-------- DATA EXCERPTS --------
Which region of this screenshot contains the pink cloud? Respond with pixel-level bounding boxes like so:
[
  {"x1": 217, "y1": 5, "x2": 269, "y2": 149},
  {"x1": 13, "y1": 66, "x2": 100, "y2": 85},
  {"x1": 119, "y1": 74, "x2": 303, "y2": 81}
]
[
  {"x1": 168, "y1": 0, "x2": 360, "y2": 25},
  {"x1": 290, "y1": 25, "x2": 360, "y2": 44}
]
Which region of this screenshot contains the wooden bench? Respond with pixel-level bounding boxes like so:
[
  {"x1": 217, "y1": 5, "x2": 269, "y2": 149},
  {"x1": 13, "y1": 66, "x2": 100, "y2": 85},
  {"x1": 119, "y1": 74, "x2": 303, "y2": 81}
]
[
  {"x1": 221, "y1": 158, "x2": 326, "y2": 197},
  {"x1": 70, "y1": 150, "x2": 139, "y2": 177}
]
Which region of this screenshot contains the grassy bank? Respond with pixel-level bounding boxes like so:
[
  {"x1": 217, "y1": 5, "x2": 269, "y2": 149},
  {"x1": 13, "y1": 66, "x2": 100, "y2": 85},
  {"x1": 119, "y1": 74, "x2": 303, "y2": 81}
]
--------
WHAT THE EXERCISE ASKS |
All of the entries should be output exactly as they appear above.

EXPECTED ANSWER |
Which region of this screenshot contains the pink cloud? Respond with pixel-level bounding boxes like so:
[
  {"x1": 217, "y1": 5, "x2": 269, "y2": 149},
  {"x1": 13, "y1": 66, "x2": 100, "y2": 85},
  {"x1": 119, "y1": 74, "x2": 303, "y2": 81}
]
[
  {"x1": 168, "y1": 0, "x2": 360, "y2": 25},
  {"x1": 290, "y1": 25, "x2": 360, "y2": 44}
]
Which region of this screenshot contains the wooden bench? Respond with pixel-level bounding boxes like so:
[
  {"x1": 217, "y1": 5, "x2": 269, "y2": 149},
  {"x1": 13, "y1": 66, "x2": 100, "y2": 85},
  {"x1": 119, "y1": 74, "x2": 303, "y2": 81}
]
[
  {"x1": 221, "y1": 158, "x2": 326, "y2": 197},
  {"x1": 70, "y1": 150, "x2": 139, "y2": 177}
]
Which region of this screenshot contains the grassy bank? Respond with pixel-level bounding boxes like so:
[
  {"x1": 217, "y1": 5, "x2": 269, "y2": 149},
  {"x1": 13, "y1": 66, "x2": 100, "y2": 85},
  {"x1": 119, "y1": 74, "x2": 303, "y2": 81}
]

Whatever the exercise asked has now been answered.